Print every one of the rows below verbatim, line for line, with nothing changed.

DATA IN THIS EXERCISE:
▼▼▼

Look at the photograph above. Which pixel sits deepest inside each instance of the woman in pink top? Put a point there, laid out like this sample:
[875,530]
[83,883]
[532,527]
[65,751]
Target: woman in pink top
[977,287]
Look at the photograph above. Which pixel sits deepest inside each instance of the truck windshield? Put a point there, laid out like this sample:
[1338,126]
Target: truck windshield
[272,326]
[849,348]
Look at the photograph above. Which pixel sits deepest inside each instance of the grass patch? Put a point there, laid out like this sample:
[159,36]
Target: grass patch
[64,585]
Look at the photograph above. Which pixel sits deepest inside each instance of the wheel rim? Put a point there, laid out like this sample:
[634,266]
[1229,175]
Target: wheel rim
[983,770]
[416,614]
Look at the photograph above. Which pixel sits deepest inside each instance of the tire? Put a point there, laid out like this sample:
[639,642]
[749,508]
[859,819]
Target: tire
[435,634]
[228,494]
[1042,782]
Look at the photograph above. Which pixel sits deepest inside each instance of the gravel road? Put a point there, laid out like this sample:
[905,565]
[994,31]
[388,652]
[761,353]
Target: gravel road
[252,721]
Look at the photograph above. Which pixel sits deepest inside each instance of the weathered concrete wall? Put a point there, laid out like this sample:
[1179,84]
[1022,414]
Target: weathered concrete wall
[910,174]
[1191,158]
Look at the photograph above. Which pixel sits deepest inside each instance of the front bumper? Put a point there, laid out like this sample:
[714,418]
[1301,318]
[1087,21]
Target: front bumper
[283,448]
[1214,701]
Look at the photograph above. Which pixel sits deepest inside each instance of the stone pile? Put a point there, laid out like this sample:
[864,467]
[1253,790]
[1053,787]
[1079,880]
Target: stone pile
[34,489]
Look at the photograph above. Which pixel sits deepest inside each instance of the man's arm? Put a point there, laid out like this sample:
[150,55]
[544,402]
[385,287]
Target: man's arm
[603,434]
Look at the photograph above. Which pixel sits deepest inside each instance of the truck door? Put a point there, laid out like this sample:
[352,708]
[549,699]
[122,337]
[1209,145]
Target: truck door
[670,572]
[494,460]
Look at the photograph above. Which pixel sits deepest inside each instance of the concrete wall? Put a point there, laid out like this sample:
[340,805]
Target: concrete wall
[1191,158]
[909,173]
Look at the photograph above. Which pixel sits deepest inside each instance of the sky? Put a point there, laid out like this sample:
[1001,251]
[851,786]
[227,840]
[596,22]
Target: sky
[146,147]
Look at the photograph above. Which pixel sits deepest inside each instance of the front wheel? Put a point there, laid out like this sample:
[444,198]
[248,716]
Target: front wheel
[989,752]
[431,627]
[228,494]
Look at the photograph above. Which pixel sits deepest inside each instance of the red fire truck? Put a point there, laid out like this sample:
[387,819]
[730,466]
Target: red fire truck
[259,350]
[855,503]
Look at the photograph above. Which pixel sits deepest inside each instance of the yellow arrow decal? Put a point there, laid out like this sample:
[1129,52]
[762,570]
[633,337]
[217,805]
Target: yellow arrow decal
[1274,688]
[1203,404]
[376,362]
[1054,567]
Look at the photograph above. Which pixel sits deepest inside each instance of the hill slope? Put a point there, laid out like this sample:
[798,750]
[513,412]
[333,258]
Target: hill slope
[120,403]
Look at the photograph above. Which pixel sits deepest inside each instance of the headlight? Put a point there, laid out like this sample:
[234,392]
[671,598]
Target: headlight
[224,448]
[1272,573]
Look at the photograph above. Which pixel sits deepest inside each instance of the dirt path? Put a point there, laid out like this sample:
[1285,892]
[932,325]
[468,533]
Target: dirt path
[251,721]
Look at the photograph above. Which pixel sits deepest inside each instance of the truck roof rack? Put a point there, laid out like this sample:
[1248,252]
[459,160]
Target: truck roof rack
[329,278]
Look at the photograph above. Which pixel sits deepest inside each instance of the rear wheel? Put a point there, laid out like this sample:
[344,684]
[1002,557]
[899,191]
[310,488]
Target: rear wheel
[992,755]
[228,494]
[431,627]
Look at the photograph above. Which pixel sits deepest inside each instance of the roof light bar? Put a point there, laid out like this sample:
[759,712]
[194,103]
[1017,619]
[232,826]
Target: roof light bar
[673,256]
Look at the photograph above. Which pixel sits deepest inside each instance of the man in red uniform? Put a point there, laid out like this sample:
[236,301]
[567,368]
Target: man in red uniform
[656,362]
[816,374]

▲▲▲

RESULT FOR THIS EXERCISE:
Look at the photograph above. Which pixel sits deepest inside each instance of the woman in pink top? Put a point there, laid out like this sample:
[875,530]
[83,883]
[532,527]
[65,751]
Target: woman in pink top
[977,287]
Look at the photograph above. Which pixel sits deepest inside each instance of the truck windshield? Put a point there, laid out like this sample:
[1338,126]
Target: truck windshield
[272,326]
[849,348]
Look at the photograph above. Which pixel sits deepest inside each instance of the grass patch? Put a point there, laid out like this sample:
[159,36]
Target: grass patch
[64,585]
Look at the photograph above. Which pixel sits deepest inside each instance of the wheel rim? Put a point there, laid out like this sample:
[634,266]
[1229,175]
Target: wheel rim
[983,770]
[416,614]
Look at the photograph above. Which pixel sits deepest inside each instance of the tire? Put a point there, laid out like this sample:
[639,642]
[749,508]
[859,819]
Target: tire
[435,634]
[228,494]
[1042,782]
Look at the photograph above. Which pixel sits deepest inside each instance of the gravel road? Put a point there, laid out like this sample:
[905,565]
[994,31]
[388,652]
[761,353]
Target: gravel road
[252,721]
Look at the photograph above. Which pixel sits deepest inside each instance of the weathered concrete wall? Put a point there, laid out like this sample:
[1179,84]
[1022,414]
Target: weathered concrete wall
[910,174]
[1191,158]
Look at the photograph above. Which pixel sits deepest inside each instance of the front bumper? Put a point there, laid out like this sample:
[714,418]
[1301,318]
[1087,21]
Target: front bumper
[283,448]
[1214,701]
Look at the photograph above. Which pixel sits deepest inside each instance of the stone pile? Put a point there, laid out like this sample:
[864,467]
[1253,790]
[1053,787]
[1079,880]
Target: stone pile
[34,489]
Look at the photograph above. Which pixel sits deepest inside each instance of the man's arm? Put a point there, laid out like this sample:
[150,55]
[544,402]
[385,287]
Target: man's arm
[603,434]
Look at the photograph above. Which pixel sits deepest inside each instance of the truck door? Put a point there, laid out like this sample:
[352,708]
[549,699]
[122,337]
[1209,145]
Target: truck door
[670,572]
[494,460]
Look at the photograph above. Which pixel sits deepest inside each instance of the concrete wall? Put a point there, laid out like this sample:
[340,805]
Target: concrete wall
[1191,158]
[909,173]
Look at the photograph above. Which pixel sits deepest inside each instance of the sky? Put a point there, laid out like this sample:
[1001,251]
[851,786]
[227,840]
[596,22]
Target: sky
[146,147]
Look at the photograph above. Which pixel sits deepest inside each instance of the front wheel? Put a point there, laid out like this sample:
[444,198]
[248,716]
Target: front wheel
[989,752]
[431,627]
[228,494]
Look at the photograph above. Which pixel sits deepest inside each instance of the red fire truck? Put a point there, laid out like this sample:
[387,819]
[730,466]
Target: red fire truck
[259,350]
[855,503]
Look at the photograph above. Which pixel sits deepest inside each instance of the yellow arrow decal? Put a point there, laid out like this sample:
[1129,52]
[762,570]
[633,337]
[217,805]
Target: yellow arrow decal
[1274,688]
[1203,404]
[376,362]
[1054,567]
Look at the photograph above. Which pixel sits deepest inside each instance of the hill slope? Put a point there, laid out like this sample:
[798,750]
[513,412]
[333,258]
Target: hill slope
[120,403]
Look at the photograph above. Which pixel sits deepest inside each instance of the headlight? Put a point there, laid out like this sample:
[234,392]
[671,598]
Target: headlight
[224,448]
[1272,573]
Look at the photograph above. Which pixel sits deepest inside each instance of the dirt path? Put a point there, laid out like this sample:
[1285,892]
[932,325]
[468,533]
Target: dirt path
[251,721]
Look at the photograph above. Which pixel sits deepest inside each instance of the truck roof rack? Put a point there, laid out like this sample:
[1248,252]
[459,160]
Target: truck roof rack
[329,278]
Look at the photograph above. Which pixel sits deepest inside each instance of the rear wheel? Put a point there, laid out like this sample:
[344,684]
[1002,557]
[899,191]
[310,488]
Target: rear wheel
[992,755]
[228,494]
[431,627]
Look at the photograph above. Which pixel sits deepest inside each instance of the roof light bar? Put a point there, laid out like this sample:
[759,712]
[194,103]
[1017,619]
[232,826]
Target: roof light bar
[673,256]
Look at the photograph above. Which pixel sits deepest inside each instance of the man in red uniform? Put a point there, laid out like this sample:
[236,301]
[567,368]
Target: man in red uniform
[656,362]
[816,374]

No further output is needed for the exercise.